Set down the line that has "Query: reed stem" and each line beneath it, through the last line of the entries, exactly and with no others.

[Records from a collection]
-.-.-
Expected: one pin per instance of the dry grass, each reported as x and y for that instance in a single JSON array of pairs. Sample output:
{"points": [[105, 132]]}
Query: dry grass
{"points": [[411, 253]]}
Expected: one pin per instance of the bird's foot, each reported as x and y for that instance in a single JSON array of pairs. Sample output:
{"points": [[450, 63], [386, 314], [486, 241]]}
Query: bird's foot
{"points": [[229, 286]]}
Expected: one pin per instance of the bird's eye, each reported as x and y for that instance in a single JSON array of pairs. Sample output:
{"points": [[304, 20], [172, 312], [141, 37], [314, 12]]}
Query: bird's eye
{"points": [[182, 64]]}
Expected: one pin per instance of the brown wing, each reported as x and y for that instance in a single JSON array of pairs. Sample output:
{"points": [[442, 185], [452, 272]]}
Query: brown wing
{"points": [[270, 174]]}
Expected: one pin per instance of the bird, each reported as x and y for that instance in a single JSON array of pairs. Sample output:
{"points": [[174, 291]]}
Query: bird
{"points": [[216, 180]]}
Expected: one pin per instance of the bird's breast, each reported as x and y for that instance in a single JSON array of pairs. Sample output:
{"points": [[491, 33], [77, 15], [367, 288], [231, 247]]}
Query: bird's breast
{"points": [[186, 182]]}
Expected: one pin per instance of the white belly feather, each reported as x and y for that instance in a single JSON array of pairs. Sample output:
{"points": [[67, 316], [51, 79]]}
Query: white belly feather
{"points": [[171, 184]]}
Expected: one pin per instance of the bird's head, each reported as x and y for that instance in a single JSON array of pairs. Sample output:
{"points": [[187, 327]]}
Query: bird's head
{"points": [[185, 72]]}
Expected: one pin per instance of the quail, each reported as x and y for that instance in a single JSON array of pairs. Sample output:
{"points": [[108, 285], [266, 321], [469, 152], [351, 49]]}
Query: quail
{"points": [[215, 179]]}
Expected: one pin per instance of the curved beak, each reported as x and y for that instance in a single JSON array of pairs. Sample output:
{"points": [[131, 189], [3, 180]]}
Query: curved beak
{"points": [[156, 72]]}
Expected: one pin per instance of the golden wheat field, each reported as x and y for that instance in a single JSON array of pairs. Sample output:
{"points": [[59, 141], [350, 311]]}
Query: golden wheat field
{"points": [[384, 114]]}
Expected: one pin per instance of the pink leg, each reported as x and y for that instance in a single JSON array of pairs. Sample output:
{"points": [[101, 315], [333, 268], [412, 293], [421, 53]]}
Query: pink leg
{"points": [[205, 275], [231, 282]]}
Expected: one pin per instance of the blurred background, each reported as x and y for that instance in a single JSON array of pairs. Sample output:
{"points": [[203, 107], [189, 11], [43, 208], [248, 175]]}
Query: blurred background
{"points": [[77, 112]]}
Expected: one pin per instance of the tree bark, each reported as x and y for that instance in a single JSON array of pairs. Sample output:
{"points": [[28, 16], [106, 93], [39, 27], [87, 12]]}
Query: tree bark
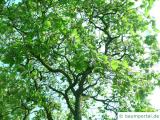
{"points": [[78, 115], [48, 113]]}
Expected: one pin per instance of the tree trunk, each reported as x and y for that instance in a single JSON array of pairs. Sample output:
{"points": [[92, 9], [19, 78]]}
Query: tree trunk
{"points": [[48, 113], [78, 115]]}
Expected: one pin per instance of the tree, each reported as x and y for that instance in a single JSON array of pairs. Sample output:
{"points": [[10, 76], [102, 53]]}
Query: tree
{"points": [[61, 58]]}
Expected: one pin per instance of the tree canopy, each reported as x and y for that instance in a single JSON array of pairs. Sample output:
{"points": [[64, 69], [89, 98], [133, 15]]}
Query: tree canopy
{"points": [[75, 59]]}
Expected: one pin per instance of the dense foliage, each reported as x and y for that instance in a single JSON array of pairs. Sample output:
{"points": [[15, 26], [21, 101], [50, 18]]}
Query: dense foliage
{"points": [[75, 59]]}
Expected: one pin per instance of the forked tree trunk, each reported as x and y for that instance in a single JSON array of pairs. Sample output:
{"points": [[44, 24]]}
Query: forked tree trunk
{"points": [[77, 114]]}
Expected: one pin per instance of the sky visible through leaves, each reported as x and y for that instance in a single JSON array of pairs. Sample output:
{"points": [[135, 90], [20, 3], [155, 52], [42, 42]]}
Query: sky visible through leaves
{"points": [[155, 96]]}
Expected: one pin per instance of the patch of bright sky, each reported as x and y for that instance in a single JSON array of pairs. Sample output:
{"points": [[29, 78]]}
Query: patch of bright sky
{"points": [[154, 98]]}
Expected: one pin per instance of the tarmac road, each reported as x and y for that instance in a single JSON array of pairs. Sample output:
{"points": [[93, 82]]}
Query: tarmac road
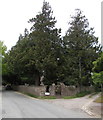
{"points": [[15, 105]]}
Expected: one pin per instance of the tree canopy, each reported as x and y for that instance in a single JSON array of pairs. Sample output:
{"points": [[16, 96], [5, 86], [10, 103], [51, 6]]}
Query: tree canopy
{"points": [[44, 53]]}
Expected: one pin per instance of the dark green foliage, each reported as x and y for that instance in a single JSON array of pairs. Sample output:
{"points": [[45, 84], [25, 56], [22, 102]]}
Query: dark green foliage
{"points": [[43, 53], [98, 72], [47, 44], [81, 50]]}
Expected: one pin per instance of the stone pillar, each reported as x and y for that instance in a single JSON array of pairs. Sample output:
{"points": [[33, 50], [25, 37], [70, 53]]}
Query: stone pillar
{"points": [[52, 90]]}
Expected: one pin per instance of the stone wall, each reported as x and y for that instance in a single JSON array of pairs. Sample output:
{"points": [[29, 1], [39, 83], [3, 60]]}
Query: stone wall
{"points": [[61, 90]]}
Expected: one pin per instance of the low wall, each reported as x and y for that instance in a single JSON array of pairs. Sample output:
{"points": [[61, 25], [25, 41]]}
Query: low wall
{"points": [[35, 90], [61, 90], [72, 90]]}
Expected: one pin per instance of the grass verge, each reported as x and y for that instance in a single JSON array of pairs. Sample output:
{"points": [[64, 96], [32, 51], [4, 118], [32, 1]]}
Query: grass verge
{"points": [[99, 99], [40, 97], [81, 94]]}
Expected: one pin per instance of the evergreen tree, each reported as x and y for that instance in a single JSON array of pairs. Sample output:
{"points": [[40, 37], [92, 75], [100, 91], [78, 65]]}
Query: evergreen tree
{"points": [[47, 43], [81, 48]]}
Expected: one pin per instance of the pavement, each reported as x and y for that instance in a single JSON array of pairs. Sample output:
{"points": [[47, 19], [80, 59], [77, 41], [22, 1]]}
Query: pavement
{"points": [[17, 105], [85, 104]]}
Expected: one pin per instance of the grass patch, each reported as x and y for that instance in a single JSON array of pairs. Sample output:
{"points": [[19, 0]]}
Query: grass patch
{"points": [[90, 96], [81, 94], [47, 97], [31, 95], [40, 97], [99, 99]]}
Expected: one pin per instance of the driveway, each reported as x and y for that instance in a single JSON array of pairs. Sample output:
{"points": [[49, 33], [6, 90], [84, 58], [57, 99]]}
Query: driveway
{"points": [[15, 105]]}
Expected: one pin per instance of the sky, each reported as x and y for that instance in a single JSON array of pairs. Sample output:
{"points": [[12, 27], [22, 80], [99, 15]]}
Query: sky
{"points": [[14, 16]]}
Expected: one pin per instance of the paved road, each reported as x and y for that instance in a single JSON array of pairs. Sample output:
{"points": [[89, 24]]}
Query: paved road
{"points": [[15, 105]]}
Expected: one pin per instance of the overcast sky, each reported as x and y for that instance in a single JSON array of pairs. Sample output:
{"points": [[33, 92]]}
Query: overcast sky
{"points": [[14, 15]]}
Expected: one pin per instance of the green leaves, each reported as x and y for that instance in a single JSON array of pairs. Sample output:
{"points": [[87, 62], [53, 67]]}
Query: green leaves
{"points": [[98, 71], [81, 45]]}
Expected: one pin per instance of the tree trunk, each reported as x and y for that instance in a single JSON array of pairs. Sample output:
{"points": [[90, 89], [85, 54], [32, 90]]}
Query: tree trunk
{"points": [[80, 74]]}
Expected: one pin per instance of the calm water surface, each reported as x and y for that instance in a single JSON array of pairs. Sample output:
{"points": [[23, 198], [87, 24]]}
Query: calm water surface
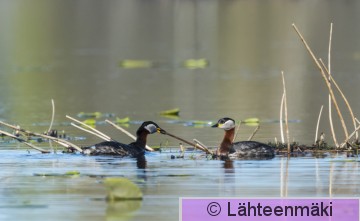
{"points": [[71, 51], [25, 196]]}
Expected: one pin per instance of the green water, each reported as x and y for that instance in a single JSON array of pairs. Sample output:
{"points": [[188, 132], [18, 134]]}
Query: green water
{"points": [[211, 59]]}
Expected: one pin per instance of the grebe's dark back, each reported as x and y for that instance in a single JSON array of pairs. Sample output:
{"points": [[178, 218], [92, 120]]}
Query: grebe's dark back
{"points": [[134, 149], [242, 149]]}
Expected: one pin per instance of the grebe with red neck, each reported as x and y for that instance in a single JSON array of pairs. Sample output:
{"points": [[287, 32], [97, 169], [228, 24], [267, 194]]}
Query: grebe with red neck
{"points": [[242, 149]]}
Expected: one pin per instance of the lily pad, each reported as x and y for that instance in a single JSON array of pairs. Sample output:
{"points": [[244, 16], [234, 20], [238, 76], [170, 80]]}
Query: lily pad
{"points": [[89, 115], [132, 64], [251, 120], [174, 111], [121, 189], [196, 63], [90, 122], [122, 120]]}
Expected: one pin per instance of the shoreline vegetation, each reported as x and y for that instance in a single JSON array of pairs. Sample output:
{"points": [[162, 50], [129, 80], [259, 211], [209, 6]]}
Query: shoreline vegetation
{"points": [[350, 143]]}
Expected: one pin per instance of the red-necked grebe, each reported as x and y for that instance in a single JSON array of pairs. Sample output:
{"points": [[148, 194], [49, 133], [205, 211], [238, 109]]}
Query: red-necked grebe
{"points": [[135, 149], [242, 149]]}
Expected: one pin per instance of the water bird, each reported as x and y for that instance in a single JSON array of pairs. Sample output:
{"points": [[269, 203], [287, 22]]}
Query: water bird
{"points": [[242, 149], [134, 149]]}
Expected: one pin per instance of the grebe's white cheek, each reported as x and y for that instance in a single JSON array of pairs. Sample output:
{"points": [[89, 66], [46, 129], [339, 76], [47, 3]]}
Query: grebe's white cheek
{"points": [[151, 128], [229, 125]]}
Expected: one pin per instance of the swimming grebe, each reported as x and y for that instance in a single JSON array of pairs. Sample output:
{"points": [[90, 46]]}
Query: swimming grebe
{"points": [[135, 149], [242, 149]]}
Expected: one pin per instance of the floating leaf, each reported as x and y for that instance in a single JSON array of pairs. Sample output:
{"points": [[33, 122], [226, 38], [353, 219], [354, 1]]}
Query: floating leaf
{"points": [[90, 122], [121, 189], [122, 120], [251, 120], [72, 173], [131, 64], [174, 111], [67, 174], [89, 115], [196, 63]]}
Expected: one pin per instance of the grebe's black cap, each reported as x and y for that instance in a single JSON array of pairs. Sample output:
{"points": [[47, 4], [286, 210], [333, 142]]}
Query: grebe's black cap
{"points": [[225, 123], [152, 127]]}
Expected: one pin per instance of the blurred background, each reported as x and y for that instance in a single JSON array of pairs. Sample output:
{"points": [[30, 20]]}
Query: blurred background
{"points": [[210, 58]]}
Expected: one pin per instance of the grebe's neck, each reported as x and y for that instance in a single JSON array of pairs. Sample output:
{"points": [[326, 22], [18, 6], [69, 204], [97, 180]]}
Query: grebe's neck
{"points": [[227, 141], [141, 139]]}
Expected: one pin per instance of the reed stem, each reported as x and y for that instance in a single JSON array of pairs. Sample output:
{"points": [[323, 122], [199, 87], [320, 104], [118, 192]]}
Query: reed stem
{"points": [[24, 142], [325, 78], [253, 134], [55, 139], [286, 114], [317, 125]]}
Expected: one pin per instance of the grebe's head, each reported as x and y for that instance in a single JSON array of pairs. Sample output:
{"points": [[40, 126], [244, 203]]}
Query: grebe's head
{"points": [[151, 127], [225, 123]]}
-.-.-
Exercise output>
Query: reed stem
{"points": [[24, 142], [325, 78], [253, 134], [55, 139], [286, 114], [317, 125]]}
Expected: one pin per instance of the grebe's head, each reported as x and y for that instance in a single JSON array of pairs. Sample output:
{"points": [[40, 126], [244, 203]]}
Query: grebe's head
{"points": [[151, 127], [225, 123]]}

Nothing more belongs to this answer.